# start of GIVEN TEXT

# Burning out



## ddmsgtr1 (Apr 29, 2012)

I'm fairly new to mtb and have a long way to go as far as my nutrition , but i'm looking for some basic things to start doing to help with my riding. I'm trying to drink more water through the day, i eat a banana on the way to the trails, and am drinking a choc milk after. But after my ride, usually an hour to an hour and a half, i feel like i'm gonna fall asleep. I'm not taking it easy, but am certainly not going balls to the wall the whole ride. Any advice on what i can do to not burn myself up so easily?


----------



## asphalt_jesus (Aug 13, 2010)

ddmsgtr1 said:


> ... But after my ride, usually an hour to an hour and a half, i feel like i'm gonna fall asleep. I'm not taking it easy, but am certainly not going balls to the wall the whole ride. Any advice on what i can do to not burn myself up so easily?


Nothing wrong with a nap after the ride. Until you are much more fit such that your body doesn't want to urgently go to sleep, take a nap.

No extra honor bestowed to you in powering through it either...


----------



## swingset (Oct 14, 2010)

Listen to your body. If it's tired, you're tired so rest. There's nothing really more to it. As you get better fit, that may change.


----------



## Lemiwinks (May 24, 2012)

George Hincapie recommends an afternoon nap during any training day. Rest is the most important part of recovery. Do whatever you can rest legs and nervous system


----------



## joeinchi (Jun 19, 2010)

How about skipping the post-ride chocolate milk? Perhaps that's causing the drowsiness.

As others have suggested, listen to your body and get plenty of rest.


----------



## sjhiker (Apr 25, 2008)

You're body doesn't grow or improve while you are on the bike or in the gym. It grows and improves while you are resting.


----------

# end of GIVEN TEXT

WHAT TO WORK ON: Rewrite the paragraph beginning "I'm fairly new to mtb" from the burning-out thread above as a short bulleted list that keeps its main facts.

# start of INFORMATION SHOWN

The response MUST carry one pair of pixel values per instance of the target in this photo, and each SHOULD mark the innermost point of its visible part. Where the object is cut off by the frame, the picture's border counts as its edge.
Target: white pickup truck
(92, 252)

# end of INFORMATION SHOWN

REPLY:
- I'm fairly new to mountain biking and still have a lot to learn about nutrition.
- So far I'm drinking more water during the day, eating a banana on the way to the trails, and having a chocolate milk afterward.
- My rides usually last an hour to an hour and a half, and afterward I feel like I'm going to fall asleep.
- I'm not taking it easy, but I'm not riding all-out the whole time either.
- What can I do so I don't wear myself out so easily?